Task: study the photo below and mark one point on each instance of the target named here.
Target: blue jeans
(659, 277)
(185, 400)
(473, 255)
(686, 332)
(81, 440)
==================================================
YOUR OBJECTIVE
In full and without alteration, return every line above.

ANSWER SPACE
Task: study the photo below and mark one point on each instance of the target named here.
Target: blue jeans
(659, 277)
(185, 400)
(473, 255)
(686, 332)
(81, 440)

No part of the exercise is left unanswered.